== What the exercise asks ==
Please read the Hacker News thread below and say which type of change it names as the trigger of the outage.

== Given text ==
········

Hacker News new | ask | show | jobs
by kiitos 705 days ago
> But is there any responsibility for the clients consuming the data to have verified these updates prior to taking them in production

In the boolean sense, yes. United Airlines (for example) is ultimately responsible for their own production uptime, so any change they apply without validation is a risk vector.

In pragmatic terms, it's a bit fuzzier. Does CrowdStrike provide any practical way for customers to validate, canary-deploy, etc. changes before applying them to production? And not just changes with type=important, but all changes? From what I understand, the answer to that question is no, at least for the type=channel-update change that triggered this outage. In which case I think the blame ultimately falls almost entirely on CrowdStrike.

5 comments

"In which case I think the blame ultimately falls almost entirely on CrowdStrike"

I would say on the client for buying into CrowdStrike.

And also the client for having no contingencies and just accepting a vendor pinky-swear as meaningful.

CrowdStrike failed at their responsibilities too, I just mean that so did everyone else.

When you cede your own responsibilities to someone else and don't have that backed up with contractually enforced liability to make you whole when they fuck up, and also don't provide your own contingency so it doesn't really matter what some vendor does, that's on you. That's 100% entirely on you and it doesn't matter if a million other people also did the same utterly thoughtless and lazy thing.

········

== Material shown ==
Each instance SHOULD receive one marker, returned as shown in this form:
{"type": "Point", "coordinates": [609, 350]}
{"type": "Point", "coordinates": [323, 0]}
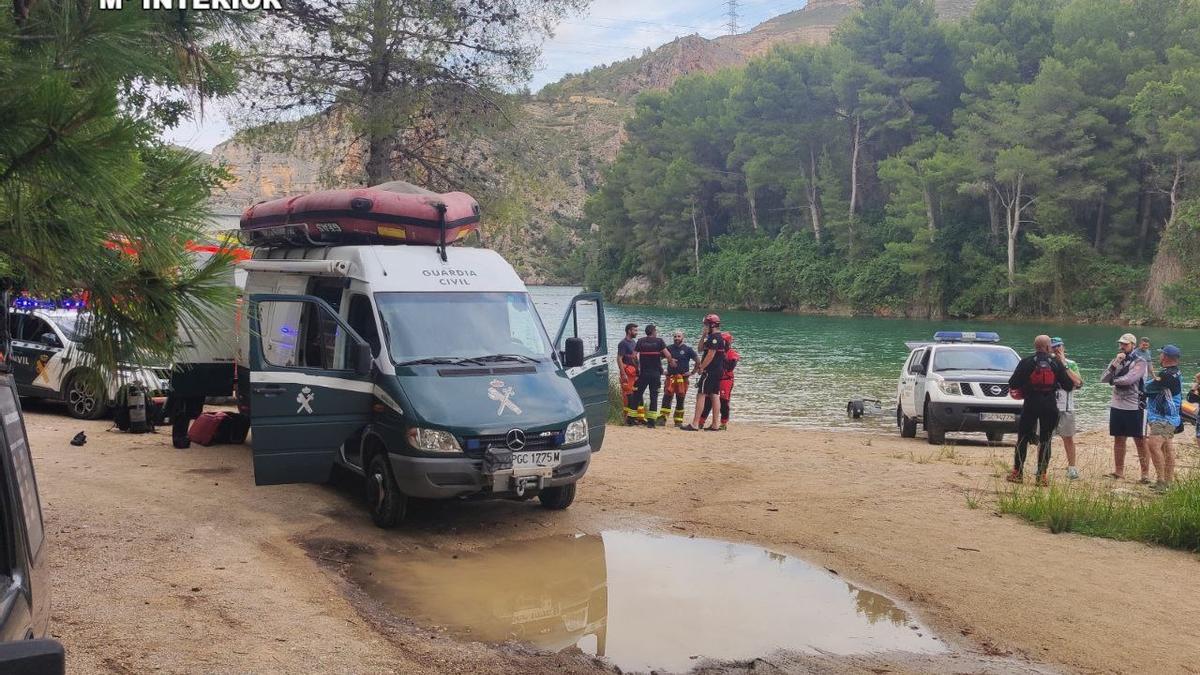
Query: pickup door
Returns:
{"type": "Point", "coordinates": [310, 387]}
{"type": "Point", "coordinates": [585, 320]}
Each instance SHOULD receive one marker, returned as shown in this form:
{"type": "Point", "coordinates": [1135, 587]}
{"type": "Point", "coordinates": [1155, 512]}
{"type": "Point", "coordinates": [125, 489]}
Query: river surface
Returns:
{"type": "Point", "coordinates": [802, 370]}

········

== Exercise answer ==
The type=channel-update change.